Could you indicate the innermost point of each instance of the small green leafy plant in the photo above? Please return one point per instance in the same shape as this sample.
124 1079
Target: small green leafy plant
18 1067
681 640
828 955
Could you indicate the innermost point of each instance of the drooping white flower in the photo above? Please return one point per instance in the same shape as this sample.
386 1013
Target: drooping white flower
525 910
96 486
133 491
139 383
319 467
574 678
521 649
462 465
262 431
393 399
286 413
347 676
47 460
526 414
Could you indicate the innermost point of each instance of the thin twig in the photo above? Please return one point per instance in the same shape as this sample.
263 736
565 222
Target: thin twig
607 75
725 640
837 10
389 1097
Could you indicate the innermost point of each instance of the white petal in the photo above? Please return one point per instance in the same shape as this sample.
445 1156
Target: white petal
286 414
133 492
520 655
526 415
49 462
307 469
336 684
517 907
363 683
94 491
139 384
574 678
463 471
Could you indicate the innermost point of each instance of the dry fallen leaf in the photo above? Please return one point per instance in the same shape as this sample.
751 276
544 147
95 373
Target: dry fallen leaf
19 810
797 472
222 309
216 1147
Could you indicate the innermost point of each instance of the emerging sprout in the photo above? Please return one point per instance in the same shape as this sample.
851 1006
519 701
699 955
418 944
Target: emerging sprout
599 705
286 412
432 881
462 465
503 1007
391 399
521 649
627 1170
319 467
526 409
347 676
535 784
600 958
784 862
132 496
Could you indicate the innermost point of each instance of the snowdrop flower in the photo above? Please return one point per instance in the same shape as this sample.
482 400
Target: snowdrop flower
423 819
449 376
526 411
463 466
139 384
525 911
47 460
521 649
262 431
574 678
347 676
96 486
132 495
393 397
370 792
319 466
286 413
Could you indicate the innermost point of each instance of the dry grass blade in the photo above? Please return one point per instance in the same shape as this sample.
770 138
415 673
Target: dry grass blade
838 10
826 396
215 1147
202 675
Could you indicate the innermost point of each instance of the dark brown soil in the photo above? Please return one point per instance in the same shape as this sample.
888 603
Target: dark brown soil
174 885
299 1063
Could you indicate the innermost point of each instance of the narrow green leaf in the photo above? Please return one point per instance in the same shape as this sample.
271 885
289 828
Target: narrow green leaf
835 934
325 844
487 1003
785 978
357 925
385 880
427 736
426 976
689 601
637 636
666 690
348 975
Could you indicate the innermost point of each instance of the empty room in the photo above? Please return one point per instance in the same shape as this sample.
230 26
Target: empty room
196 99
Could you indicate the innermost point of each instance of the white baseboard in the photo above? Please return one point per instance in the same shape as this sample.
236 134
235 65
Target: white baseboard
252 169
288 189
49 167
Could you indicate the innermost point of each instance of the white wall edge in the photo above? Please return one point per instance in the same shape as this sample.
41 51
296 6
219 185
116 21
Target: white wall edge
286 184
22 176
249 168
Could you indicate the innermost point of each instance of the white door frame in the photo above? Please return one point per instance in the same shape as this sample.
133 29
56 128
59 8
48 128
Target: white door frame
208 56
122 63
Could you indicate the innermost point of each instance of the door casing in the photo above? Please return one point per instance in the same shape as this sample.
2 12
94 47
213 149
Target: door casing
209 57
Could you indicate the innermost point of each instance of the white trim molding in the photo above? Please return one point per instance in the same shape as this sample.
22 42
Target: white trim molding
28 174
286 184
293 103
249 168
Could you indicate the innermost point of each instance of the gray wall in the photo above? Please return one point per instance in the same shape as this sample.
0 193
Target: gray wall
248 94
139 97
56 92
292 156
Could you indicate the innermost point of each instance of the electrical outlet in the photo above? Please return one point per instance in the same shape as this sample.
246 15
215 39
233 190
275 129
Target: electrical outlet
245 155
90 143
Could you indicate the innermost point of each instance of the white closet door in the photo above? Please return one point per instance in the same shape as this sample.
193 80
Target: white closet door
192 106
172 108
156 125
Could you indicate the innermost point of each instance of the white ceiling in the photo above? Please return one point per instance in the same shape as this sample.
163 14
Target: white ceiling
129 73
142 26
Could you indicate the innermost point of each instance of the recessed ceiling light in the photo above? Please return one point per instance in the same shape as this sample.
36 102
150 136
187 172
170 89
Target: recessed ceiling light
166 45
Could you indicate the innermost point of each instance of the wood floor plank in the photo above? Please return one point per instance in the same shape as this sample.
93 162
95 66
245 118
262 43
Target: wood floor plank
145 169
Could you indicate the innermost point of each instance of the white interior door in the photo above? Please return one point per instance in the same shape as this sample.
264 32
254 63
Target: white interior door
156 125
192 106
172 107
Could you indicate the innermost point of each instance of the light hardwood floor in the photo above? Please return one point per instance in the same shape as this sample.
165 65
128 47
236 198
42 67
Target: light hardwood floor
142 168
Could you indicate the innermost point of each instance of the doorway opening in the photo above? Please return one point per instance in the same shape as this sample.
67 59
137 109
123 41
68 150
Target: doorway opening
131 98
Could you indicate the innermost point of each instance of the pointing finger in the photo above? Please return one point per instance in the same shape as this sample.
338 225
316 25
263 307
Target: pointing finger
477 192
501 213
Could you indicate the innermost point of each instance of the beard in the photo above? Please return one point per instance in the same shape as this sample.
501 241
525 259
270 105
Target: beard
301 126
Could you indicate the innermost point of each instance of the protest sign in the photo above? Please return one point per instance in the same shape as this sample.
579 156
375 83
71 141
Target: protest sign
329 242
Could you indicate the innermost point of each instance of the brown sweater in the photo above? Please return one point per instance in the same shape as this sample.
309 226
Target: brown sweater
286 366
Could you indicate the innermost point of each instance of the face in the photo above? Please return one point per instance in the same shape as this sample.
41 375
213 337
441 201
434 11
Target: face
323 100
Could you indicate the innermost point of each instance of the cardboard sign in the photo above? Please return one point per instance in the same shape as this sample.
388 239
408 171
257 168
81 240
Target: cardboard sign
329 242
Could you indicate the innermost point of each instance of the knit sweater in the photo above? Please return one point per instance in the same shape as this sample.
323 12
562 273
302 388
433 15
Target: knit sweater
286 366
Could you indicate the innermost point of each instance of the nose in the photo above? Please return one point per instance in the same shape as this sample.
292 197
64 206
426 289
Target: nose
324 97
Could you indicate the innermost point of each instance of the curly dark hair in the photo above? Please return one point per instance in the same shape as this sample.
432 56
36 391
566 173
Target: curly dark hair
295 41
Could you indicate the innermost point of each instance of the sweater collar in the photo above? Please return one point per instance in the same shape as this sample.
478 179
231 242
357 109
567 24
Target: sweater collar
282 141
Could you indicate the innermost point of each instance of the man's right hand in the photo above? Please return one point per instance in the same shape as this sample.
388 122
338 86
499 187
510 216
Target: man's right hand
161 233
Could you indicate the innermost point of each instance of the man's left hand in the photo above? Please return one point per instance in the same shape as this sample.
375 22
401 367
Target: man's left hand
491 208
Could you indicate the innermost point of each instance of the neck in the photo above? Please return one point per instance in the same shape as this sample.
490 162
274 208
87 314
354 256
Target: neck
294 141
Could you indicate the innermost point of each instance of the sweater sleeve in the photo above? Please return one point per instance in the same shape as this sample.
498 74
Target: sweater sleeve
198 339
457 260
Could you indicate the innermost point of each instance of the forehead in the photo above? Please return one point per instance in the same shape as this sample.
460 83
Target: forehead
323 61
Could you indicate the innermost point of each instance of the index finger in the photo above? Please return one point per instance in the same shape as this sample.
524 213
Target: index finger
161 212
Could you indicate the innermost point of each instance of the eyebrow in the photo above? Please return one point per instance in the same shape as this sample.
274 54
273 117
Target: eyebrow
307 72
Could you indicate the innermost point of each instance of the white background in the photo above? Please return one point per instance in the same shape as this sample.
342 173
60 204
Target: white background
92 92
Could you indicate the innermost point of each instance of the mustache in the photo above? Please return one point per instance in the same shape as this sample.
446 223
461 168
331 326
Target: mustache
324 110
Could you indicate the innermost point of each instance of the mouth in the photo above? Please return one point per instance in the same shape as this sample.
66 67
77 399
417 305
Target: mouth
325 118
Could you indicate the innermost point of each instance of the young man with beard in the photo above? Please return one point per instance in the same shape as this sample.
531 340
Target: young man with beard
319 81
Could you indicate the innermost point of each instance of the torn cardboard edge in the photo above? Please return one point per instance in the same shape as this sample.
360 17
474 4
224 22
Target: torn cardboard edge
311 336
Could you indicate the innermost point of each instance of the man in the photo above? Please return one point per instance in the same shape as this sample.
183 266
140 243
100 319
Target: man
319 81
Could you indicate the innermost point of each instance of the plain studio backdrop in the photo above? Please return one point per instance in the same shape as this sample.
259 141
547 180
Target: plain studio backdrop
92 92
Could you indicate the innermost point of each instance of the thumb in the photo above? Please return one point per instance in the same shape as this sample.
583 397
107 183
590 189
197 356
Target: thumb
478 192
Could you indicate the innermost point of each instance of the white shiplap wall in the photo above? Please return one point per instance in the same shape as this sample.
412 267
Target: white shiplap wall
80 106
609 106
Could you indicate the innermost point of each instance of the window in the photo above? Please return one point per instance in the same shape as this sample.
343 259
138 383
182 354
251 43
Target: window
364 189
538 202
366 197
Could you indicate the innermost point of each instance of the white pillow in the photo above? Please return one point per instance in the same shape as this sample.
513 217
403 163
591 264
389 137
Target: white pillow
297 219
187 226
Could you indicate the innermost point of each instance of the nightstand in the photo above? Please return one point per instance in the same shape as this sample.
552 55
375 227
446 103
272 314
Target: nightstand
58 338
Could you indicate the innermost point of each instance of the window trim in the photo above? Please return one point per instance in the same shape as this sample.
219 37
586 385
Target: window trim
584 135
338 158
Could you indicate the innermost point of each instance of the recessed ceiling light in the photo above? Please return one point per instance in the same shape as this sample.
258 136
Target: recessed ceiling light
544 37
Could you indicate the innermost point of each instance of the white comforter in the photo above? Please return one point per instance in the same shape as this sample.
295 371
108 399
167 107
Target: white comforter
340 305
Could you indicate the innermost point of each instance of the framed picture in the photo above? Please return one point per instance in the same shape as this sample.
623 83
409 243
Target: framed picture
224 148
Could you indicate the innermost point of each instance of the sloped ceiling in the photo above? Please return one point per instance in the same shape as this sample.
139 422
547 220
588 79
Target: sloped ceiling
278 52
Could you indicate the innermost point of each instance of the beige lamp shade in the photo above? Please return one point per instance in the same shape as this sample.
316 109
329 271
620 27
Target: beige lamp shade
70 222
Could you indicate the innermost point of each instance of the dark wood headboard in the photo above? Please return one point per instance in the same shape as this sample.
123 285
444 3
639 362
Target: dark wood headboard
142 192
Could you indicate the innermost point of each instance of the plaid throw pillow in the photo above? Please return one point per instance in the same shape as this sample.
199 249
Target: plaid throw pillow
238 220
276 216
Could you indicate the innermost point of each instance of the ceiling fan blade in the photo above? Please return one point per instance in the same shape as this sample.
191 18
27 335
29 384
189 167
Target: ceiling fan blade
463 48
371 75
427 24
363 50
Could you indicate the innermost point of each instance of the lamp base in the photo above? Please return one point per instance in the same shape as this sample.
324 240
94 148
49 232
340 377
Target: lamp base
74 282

· · · · · · ·

▶ _Your task_
Write out exactly the final stretch of the listing above, beginning at the line that contains "Target: plaid throw pillow" and ending at its last line, with nothing added.

▶ _Written response_
Target: plaid throw pillow
238 220
276 216
Could you indicate the innermost point of each instance of the ceiling fan blade in the photo above? Please return one point per instance in the same shape as this sample.
191 18
27 335
29 384
189 167
Target: ceiling fan blade
463 48
371 75
427 24
363 50
Could you indicate the innermost point of each instance of the lamp base in the photo above? Please return one point per instance in the same shape as this sample.
324 240
94 148
49 232
340 377
Target: lamp base
74 282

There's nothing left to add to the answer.